» **Dataset content**:

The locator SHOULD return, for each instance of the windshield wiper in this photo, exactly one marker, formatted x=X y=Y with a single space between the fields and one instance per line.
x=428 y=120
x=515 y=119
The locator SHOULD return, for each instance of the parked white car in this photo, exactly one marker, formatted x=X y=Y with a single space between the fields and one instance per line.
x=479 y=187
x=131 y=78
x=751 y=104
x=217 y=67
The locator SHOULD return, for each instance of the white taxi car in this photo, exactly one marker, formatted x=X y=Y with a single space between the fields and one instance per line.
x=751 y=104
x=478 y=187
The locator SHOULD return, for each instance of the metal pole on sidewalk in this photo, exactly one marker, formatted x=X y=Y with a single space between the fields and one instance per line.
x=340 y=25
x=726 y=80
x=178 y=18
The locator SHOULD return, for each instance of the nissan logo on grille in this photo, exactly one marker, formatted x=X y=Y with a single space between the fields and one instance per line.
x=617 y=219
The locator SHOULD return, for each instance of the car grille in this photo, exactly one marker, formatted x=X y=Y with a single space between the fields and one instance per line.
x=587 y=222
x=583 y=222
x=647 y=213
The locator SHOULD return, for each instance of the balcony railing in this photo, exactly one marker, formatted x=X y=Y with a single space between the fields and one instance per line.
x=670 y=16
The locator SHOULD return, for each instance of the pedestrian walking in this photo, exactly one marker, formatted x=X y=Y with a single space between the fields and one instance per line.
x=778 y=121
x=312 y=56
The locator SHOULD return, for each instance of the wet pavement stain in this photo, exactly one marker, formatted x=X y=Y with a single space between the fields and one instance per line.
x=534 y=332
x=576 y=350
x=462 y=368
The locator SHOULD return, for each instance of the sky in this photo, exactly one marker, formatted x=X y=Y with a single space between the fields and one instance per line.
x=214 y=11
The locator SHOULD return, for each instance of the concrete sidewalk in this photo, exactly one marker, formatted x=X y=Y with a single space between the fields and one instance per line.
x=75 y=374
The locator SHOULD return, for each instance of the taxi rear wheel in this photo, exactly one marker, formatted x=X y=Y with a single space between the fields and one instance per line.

» **What needs to be done**: Recast every line of the records above as a numbered list, omitting any blank lines.

» **Solution for this task**:
1. The locator SHOULD return, for each instance of the windshield wiper in this photo, exactly one marker, formatted x=X y=Y with a single space between the fields and one instance per line.
2. x=428 y=120
3. x=515 y=119
4. The locator SHOULD return, for each instance of the parked white car in this photo, exactly one marker, formatted x=X y=Y with a single space between the fields and one instance per line.
5. x=479 y=187
6. x=131 y=78
7. x=751 y=104
8. x=217 y=67
9. The locator SHOULD return, for each instance of the white taxi car in this photo, exactly one marker, formatted x=X y=Y with a single space between the fields and one instance per line.
10. x=751 y=104
11. x=478 y=187
12. The locator SHOULD return, for each instance of the metal pole on sidewalk in this photo, exactly one marker, formatted x=X y=Y with a single space between the fields and one instance per line.
13. x=340 y=25
14. x=726 y=80
15. x=178 y=18
16. The locator SHOULD return, for each instance of the nissan logo on grille in this photo, exactly one marker, formatted x=X y=Y with a single space between the fields and one instance per line.
17. x=617 y=219
18. The locator SHOULD return, for each instance of the car grille in this photo, exactly one marker, formatted x=X y=Y with a single space between the fields and one instance per line.
19. x=587 y=222
20. x=583 y=222
21. x=647 y=213
22. The locator SHOULD return, for each instance of the balcony railing in this photo, exactly one marker, formatted x=X y=Y with a single space between the fields and one instance per line.
23. x=670 y=16
24. The locator SHOULD return, for each instance of the pedestrian walking in this photo, exactly one marker, formatted x=X y=Y with a single space between the fields and one instance per line.
25. x=778 y=121
26. x=312 y=56
27. The locator SHOULD return, for each instance of the wet pavement stain in this photo, exactly one marker, formatted x=X y=Y with a single space between the fields and one instance per line.
28. x=534 y=332
29. x=576 y=350
30. x=462 y=368
31. The locator SHOULD return, for each instance of the sky in this photo, exactly one marker, formatted x=X y=Y with a single space between the fields and one instance per line.
32. x=214 y=11
33. The locator SHOULD return, for each instance of the concrete sidewalk in this photo, exactly one marker, formatted x=X y=Y with a single space between the fields and one instance per line.
34. x=75 y=374
35. The locator SHOULD return, for each instance of the taxi rear wheel in this photo, exactly one marker, formatted x=X y=Y with a single space between the fields and one instance per line.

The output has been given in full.